:: INPUT DATA ::
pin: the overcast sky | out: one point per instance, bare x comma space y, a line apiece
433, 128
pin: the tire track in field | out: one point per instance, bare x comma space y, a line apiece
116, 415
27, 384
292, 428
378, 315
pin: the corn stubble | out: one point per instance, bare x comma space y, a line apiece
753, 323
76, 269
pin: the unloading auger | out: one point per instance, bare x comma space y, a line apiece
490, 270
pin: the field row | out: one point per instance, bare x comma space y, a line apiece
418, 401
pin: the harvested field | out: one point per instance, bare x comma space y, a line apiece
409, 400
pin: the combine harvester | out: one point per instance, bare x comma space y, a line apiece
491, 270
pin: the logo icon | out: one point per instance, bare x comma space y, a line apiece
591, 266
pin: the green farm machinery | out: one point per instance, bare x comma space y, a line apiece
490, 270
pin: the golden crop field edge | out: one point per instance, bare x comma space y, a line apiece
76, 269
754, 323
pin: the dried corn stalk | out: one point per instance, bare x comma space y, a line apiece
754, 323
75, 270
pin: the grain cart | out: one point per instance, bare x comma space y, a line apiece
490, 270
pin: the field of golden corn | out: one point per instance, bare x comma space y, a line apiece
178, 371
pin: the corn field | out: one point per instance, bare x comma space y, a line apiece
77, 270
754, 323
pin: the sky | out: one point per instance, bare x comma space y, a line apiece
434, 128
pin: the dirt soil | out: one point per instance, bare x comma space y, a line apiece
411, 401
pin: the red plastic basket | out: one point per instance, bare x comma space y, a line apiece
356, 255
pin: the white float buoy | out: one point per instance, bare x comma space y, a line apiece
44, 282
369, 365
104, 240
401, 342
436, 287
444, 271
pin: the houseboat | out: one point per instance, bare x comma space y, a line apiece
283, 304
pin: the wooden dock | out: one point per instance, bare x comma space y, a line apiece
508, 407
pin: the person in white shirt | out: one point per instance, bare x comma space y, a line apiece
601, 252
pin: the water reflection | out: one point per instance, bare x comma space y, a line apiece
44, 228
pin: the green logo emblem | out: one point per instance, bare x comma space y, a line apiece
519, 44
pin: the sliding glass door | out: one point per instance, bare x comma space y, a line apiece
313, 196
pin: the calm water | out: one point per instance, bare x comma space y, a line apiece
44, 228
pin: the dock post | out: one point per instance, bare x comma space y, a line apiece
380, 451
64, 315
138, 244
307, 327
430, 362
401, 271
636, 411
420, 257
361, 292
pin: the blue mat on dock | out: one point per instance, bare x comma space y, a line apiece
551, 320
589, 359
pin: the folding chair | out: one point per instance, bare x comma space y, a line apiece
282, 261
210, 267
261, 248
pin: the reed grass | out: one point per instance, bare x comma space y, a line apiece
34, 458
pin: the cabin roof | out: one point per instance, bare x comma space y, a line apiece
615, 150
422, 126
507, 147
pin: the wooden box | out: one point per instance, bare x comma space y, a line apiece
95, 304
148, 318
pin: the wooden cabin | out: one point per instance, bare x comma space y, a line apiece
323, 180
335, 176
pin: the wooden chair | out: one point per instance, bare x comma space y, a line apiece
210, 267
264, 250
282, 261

:: TO DO ::
When the line containing "pin: the wooden chair" is reached, return it and every later line through the end of the listing above, unaltered and alone.

:: EXERCISE RESULT ::
pin: the wooden chair | out: one point per instance, bare x comma space y, a line apiece
210, 267
264, 250
282, 261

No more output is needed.